Task description » Without omitting anything, retype the data that follows.

Data »
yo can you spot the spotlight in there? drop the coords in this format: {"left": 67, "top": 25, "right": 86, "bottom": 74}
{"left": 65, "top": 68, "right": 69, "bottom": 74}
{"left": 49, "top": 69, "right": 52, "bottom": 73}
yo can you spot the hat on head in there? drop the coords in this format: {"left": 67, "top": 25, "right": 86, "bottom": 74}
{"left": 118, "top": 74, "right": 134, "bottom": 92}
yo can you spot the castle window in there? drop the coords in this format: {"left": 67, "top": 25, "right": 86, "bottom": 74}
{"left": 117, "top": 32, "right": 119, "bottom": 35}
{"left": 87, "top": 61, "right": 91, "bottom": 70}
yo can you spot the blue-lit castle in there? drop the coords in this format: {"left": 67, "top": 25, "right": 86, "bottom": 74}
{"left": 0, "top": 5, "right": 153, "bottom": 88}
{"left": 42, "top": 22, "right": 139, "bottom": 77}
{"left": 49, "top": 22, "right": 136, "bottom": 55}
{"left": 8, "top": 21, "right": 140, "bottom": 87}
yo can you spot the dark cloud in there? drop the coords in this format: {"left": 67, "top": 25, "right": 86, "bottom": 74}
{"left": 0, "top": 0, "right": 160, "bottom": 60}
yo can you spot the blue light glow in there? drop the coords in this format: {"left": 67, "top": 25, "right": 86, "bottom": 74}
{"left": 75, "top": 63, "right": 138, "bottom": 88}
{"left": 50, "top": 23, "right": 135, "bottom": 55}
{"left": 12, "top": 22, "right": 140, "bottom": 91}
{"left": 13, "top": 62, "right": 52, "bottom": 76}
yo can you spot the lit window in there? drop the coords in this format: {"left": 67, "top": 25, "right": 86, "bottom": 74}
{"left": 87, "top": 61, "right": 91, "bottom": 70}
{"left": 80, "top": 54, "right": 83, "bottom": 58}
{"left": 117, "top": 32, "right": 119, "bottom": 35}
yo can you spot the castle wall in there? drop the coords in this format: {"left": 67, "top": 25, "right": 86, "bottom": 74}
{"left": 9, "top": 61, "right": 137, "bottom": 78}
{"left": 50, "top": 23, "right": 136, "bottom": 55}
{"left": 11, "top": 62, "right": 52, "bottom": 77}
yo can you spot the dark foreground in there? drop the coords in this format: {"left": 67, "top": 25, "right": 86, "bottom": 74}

Written response »
yo can you spot the spotlight in there? drop the coords in this format: {"left": 67, "top": 25, "right": 86, "bottom": 74}
{"left": 65, "top": 68, "right": 69, "bottom": 74}
{"left": 49, "top": 69, "right": 52, "bottom": 73}
yo can you spot the hat on head in there? drop the coords in this format: {"left": 67, "top": 25, "right": 86, "bottom": 74}
{"left": 118, "top": 74, "right": 134, "bottom": 92}
yo can you spot the castle window in there? drop the coords in this format: {"left": 67, "top": 25, "right": 86, "bottom": 74}
{"left": 117, "top": 32, "right": 119, "bottom": 35}
{"left": 87, "top": 61, "right": 91, "bottom": 70}
yo can you spot the blue-lit castle in there? drop the coords in this format: {"left": 67, "top": 25, "right": 86, "bottom": 74}
{"left": 0, "top": 5, "right": 153, "bottom": 88}
{"left": 42, "top": 22, "right": 139, "bottom": 77}
{"left": 49, "top": 22, "right": 136, "bottom": 55}
{"left": 8, "top": 21, "right": 140, "bottom": 87}
yo can you spot the dark cloud in there? drop the coords in this format: {"left": 67, "top": 25, "right": 86, "bottom": 74}
{"left": 0, "top": 0, "right": 160, "bottom": 60}
yo can you spot the blue light glow in there? drop the coords in this format: {"left": 67, "top": 25, "right": 86, "bottom": 74}
{"left": 75, "top": 63, "right": 138, "bottom": 88}
{"left": 50, "top": 23, "right": 135, "bottom": 55}
{"left": 12, "top": 22, "right": 140, "bottom": 91}
{"left": 13, "top": 62, "right": 52, "bottom": 76}
yo can you spot the lit window in there? drop the coords in this format: {"left": 67, "top": 25, "right": 86, "bottom": 74}
{"left": 87, "top": 61, "right": 91, "bottom": 70}
{"left": 80, "top": 54, "right": 83, "bottom": 58}
{"left": 117, "top": 32, "right": 119, "bottom": 35}
yo can you spot the castle wall in there? drop the coords in this format: {"left": 67, "top": 25, "right": 86, "bottom": 74}
{"left": 9, "top": 61, "right": 137, "bottom": 78}
{"left": 50, "top": 23, "right": 136, "bottom": 55}
{"left": 11, "top": 62, "right": 52, "bottom": 77}
yo can you spot the dark foreground in there? drop the coords in this format: {"left": 67, "top": 25, "right": 86, "bottom": 74}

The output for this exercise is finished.